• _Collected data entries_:
++++++++++
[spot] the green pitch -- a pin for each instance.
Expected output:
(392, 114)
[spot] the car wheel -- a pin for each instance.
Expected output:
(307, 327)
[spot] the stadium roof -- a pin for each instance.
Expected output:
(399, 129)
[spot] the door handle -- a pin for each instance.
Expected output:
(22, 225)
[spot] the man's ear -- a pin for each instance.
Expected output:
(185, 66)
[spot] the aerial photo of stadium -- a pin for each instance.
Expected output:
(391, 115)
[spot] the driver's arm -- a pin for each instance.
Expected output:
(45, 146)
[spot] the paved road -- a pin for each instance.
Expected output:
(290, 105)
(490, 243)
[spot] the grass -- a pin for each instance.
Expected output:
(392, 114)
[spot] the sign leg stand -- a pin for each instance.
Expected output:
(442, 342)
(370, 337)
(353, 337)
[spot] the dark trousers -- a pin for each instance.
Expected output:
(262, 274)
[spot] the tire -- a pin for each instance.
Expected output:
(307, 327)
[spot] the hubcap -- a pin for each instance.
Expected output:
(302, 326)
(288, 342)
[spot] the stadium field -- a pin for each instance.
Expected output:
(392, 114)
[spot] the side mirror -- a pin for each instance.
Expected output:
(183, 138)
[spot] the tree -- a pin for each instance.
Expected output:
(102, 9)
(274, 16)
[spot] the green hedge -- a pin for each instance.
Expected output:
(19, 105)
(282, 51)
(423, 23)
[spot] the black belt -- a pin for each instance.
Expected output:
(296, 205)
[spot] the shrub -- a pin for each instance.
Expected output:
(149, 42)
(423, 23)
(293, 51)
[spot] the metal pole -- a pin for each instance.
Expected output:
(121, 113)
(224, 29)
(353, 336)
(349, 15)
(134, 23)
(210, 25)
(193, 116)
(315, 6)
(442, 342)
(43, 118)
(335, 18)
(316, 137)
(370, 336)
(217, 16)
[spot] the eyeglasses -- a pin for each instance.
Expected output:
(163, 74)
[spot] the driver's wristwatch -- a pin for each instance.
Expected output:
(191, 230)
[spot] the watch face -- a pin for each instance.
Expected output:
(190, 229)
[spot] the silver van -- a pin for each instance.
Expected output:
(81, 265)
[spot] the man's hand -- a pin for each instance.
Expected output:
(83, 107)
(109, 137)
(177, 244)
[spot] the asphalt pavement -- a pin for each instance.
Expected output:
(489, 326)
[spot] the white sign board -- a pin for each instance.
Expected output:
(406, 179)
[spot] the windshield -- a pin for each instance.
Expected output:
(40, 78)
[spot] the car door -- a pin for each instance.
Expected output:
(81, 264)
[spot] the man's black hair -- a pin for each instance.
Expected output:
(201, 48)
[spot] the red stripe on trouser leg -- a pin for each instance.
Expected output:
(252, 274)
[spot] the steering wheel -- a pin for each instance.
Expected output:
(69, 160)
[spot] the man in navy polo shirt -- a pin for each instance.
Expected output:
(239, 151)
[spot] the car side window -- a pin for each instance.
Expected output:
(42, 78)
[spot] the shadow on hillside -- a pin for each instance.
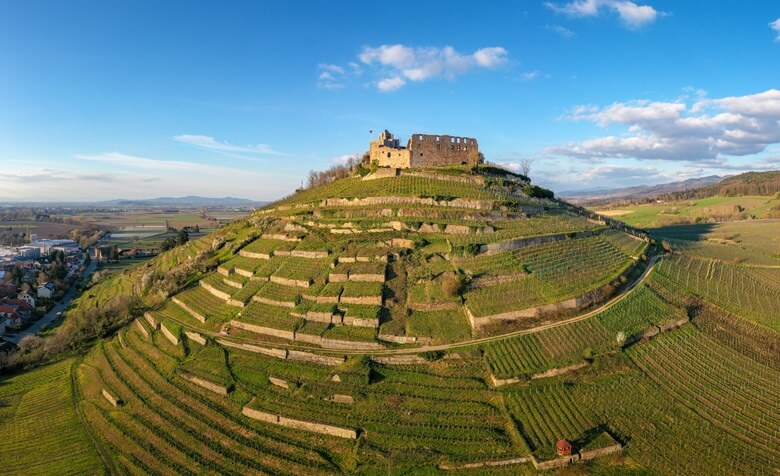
++++++++++
• _To do_:
Display each line of the data where "black" occurs.

• _Exercise answer_:
[spot] the black belt -- a pin for each instance.
[spot] the man's black hair -- a pin for each instance.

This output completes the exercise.